**Task instructions:**
Gather every line of the material that contains the string "board", matching case exactly.

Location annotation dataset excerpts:
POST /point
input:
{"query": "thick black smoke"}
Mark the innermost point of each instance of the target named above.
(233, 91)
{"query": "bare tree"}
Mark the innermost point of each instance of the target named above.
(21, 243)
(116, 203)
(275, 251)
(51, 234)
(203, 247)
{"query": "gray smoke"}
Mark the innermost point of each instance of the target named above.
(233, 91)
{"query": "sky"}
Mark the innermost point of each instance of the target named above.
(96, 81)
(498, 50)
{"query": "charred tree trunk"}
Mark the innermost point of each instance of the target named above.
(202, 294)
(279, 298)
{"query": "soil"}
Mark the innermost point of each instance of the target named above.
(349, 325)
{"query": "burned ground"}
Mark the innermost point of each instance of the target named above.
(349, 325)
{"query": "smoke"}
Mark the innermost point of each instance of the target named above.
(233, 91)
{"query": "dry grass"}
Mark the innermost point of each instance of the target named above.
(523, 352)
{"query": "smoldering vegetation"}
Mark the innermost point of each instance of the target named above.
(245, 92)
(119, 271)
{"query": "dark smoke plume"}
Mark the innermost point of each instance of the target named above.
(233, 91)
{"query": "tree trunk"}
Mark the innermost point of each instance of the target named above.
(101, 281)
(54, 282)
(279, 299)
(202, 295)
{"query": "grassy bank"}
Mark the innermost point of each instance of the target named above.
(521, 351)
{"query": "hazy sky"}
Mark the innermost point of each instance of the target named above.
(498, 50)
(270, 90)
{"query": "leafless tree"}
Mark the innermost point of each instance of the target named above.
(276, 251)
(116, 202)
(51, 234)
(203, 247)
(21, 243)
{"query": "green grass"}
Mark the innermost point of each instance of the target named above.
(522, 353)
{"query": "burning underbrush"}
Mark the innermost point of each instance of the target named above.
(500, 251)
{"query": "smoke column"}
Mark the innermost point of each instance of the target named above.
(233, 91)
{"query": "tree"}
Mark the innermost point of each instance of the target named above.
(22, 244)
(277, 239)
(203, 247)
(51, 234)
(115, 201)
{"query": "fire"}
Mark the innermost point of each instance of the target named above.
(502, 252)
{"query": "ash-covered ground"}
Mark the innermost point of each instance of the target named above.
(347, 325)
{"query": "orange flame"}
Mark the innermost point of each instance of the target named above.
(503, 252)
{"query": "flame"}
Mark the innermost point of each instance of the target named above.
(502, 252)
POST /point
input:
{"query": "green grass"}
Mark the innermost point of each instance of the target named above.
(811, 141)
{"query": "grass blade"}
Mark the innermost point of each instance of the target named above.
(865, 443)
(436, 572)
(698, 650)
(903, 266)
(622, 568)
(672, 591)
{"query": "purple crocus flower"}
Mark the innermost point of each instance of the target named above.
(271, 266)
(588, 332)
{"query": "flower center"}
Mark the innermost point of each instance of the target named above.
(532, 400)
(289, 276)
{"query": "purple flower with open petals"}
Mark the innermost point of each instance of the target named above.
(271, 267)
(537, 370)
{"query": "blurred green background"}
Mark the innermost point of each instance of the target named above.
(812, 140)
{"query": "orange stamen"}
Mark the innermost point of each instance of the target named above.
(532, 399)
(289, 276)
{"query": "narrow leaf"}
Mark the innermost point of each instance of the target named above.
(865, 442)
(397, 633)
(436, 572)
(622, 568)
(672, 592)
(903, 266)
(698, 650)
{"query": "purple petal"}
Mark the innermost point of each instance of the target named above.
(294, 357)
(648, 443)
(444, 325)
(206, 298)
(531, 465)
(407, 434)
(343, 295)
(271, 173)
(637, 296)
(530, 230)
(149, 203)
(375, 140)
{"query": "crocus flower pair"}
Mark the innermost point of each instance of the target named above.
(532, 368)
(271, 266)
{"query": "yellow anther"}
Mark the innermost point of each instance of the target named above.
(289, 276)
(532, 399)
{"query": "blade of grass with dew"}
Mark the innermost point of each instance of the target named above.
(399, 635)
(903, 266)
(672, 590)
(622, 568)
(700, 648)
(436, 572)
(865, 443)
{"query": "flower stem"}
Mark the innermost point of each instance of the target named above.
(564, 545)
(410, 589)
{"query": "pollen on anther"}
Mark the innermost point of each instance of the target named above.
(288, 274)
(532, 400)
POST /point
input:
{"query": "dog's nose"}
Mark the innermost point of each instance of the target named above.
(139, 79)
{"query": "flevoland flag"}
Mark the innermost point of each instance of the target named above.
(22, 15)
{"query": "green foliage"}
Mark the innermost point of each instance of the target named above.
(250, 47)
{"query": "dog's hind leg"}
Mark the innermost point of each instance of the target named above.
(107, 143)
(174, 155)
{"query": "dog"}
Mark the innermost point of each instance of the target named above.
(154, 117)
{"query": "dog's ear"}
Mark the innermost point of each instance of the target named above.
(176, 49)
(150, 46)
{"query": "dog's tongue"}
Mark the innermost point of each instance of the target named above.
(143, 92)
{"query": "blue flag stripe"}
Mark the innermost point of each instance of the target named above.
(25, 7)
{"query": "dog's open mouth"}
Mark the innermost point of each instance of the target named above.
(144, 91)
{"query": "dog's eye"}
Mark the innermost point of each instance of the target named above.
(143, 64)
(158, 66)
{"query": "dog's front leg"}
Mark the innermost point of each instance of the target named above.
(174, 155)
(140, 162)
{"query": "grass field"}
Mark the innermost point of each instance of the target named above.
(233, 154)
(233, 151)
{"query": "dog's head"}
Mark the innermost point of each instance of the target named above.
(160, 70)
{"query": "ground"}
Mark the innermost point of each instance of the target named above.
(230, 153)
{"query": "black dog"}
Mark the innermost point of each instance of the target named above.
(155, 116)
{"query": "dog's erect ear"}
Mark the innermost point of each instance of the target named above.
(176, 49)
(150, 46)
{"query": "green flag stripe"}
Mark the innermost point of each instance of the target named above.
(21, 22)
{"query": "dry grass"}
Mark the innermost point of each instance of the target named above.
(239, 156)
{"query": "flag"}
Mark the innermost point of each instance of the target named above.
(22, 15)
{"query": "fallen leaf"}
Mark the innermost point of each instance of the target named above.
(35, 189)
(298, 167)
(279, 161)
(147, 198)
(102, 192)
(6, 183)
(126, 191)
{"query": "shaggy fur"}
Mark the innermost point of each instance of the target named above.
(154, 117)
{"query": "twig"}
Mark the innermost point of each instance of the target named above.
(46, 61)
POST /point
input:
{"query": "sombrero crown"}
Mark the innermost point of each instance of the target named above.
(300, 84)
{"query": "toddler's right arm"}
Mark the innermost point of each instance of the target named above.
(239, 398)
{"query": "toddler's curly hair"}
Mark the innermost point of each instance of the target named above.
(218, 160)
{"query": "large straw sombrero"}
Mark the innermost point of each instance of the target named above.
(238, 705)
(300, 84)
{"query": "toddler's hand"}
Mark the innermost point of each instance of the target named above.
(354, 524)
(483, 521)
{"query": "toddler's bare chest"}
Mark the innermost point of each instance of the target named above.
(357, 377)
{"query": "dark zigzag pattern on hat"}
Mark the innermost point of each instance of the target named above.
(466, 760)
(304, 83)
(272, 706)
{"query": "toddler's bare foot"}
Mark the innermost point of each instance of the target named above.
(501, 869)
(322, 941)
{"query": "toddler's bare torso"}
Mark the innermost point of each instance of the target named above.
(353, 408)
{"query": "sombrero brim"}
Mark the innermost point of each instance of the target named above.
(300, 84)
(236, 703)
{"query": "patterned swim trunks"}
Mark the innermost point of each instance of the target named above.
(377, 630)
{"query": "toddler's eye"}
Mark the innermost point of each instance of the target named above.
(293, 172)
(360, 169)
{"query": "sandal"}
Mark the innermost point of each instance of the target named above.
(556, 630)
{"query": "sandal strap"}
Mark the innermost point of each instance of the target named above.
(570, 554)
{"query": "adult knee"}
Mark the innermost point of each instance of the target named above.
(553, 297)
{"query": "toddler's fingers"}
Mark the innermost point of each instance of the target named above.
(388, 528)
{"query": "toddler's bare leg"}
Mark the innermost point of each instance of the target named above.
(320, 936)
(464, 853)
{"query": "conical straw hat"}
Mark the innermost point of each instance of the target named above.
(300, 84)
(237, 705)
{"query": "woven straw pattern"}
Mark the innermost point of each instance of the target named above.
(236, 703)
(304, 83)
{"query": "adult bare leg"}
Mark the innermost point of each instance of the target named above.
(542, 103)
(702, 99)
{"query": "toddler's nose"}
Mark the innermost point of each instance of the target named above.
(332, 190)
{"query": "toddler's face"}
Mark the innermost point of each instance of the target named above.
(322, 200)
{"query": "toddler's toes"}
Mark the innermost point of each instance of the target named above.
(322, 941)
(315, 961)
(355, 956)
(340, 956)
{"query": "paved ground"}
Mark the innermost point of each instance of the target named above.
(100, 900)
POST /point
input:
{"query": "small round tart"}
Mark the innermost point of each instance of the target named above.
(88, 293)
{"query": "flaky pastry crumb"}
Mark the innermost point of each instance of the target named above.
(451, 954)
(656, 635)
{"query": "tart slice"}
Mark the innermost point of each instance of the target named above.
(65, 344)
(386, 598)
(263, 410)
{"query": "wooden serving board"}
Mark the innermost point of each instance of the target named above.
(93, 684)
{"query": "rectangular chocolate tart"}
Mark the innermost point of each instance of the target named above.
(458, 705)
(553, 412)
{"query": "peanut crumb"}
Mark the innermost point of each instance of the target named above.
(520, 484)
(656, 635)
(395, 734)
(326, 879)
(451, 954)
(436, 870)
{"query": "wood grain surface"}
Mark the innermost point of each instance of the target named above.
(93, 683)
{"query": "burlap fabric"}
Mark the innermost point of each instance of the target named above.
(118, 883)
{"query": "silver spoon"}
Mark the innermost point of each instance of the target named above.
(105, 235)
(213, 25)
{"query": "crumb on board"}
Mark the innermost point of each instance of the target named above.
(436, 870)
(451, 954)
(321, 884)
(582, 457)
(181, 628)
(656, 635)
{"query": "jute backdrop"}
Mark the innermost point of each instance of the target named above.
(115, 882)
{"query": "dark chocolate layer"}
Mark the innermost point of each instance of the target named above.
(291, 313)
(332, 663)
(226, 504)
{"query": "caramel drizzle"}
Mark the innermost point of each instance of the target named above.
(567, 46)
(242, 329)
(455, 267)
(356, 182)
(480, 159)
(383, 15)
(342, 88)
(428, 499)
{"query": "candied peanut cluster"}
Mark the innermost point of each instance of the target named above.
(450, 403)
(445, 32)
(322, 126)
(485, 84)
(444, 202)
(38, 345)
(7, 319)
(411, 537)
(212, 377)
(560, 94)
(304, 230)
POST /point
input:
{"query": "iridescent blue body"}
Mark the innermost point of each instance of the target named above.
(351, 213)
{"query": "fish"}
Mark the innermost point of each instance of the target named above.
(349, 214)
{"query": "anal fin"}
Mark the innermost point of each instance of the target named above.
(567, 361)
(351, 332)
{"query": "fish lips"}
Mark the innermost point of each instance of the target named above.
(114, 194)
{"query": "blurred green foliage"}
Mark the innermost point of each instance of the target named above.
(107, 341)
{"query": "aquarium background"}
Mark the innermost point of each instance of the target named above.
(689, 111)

**Correct answer:**
{"query": "wooden serving board"}
{"query": "crumb on board"}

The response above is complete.